* **TASK STATEMENT**
Revise the material between the line holding "segment: white boulder" and the end, inclusive, so that "sparse vegetation" becomes "low scrub". Return only those lines, with nothing else changed.

* **MATERIAL FOR THIS TASK**
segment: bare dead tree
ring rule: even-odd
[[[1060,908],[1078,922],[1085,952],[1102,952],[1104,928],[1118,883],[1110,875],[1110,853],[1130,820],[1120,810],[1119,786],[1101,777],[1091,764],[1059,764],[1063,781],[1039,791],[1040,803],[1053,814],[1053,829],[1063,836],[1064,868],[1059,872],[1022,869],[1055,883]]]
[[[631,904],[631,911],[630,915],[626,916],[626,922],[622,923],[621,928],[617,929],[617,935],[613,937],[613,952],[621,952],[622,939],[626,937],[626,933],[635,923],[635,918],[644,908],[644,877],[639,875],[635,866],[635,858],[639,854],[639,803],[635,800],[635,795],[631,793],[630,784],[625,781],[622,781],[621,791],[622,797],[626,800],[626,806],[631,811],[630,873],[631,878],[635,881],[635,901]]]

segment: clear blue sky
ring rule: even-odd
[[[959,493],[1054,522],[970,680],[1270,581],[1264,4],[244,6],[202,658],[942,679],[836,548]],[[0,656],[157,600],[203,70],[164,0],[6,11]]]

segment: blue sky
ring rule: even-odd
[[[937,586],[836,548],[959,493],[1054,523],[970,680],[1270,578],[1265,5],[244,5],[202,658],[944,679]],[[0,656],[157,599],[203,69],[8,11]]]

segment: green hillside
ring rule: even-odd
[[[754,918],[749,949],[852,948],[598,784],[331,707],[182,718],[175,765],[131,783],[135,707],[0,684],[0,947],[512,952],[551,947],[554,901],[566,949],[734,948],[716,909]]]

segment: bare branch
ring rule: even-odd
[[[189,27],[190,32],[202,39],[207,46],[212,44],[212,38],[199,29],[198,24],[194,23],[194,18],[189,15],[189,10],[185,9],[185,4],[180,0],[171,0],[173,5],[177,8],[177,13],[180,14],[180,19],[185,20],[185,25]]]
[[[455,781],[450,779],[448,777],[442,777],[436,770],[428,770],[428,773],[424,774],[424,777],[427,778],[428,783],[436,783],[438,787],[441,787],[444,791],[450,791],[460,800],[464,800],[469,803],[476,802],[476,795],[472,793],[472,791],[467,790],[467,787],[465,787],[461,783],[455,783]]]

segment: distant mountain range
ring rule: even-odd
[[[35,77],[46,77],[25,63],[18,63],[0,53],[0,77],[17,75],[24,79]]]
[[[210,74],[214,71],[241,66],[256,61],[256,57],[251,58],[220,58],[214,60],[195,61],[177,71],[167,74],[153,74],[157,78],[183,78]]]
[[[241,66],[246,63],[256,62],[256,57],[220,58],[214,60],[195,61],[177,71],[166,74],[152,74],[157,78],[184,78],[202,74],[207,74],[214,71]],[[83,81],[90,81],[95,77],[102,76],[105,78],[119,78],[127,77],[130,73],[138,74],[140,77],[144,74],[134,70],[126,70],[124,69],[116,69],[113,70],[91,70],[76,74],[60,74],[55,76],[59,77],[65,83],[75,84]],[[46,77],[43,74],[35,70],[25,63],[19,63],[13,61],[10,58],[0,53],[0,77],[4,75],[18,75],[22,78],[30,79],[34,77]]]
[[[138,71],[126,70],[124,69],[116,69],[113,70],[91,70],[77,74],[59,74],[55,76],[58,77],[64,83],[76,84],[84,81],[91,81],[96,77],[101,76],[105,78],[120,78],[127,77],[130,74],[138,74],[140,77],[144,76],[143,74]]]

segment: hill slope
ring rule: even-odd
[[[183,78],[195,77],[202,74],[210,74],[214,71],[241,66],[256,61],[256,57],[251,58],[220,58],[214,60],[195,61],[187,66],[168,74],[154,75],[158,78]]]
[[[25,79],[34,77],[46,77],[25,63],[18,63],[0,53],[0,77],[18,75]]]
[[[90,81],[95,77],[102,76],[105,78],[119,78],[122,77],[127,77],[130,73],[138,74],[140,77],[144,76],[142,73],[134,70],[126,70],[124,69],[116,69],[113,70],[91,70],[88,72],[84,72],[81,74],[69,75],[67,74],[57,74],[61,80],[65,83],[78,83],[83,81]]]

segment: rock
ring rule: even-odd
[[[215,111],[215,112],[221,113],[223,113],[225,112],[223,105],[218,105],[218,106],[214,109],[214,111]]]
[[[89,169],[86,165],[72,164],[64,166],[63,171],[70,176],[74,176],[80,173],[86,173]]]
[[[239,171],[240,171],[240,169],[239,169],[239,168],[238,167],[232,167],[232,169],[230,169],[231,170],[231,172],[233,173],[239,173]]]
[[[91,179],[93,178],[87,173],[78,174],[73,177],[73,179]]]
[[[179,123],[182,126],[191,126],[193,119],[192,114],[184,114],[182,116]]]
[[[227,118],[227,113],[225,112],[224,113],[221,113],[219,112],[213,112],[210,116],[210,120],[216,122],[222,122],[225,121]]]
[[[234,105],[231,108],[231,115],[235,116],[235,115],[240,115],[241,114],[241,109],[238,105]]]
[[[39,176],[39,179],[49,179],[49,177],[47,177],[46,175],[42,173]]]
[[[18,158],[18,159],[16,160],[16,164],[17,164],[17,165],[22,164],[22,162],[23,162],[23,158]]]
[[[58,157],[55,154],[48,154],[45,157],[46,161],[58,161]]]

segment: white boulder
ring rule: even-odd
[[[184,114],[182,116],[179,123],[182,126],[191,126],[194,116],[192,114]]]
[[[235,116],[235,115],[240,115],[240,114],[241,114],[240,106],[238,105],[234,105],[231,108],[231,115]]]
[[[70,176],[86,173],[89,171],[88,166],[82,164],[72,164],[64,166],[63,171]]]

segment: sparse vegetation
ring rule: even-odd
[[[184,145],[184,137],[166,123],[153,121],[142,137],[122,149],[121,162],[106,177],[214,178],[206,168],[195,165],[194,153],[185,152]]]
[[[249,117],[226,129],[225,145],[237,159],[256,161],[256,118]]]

* **EXERCISE ANSWER**
segment: white boulder
ring rule: even-odd
[[[184,114],[182,116],[179,123],[182,126],[191,126],[194,116],[192,114]]]
[[[235,116],[235,115],[240,115],[240,114],[241,114],[240,106],[238,105],[234,105],[231,108],[231,115]]]
[[[70,176],[86,173],[89,171],[88,166],[82,164],[72,164],[64,166],[63,171]]]

segment: low scrub
ring rule: even-odd
[[[184,145],[184,137],[166,123],[153,121],[142,137],[122,149],[121,162],[106,177],[214,178],[206,168],[195,165],[194,153],[185,152]]]
[[[249,117],[226,129],[225,145],[237,159],[256,161],[256,118]]]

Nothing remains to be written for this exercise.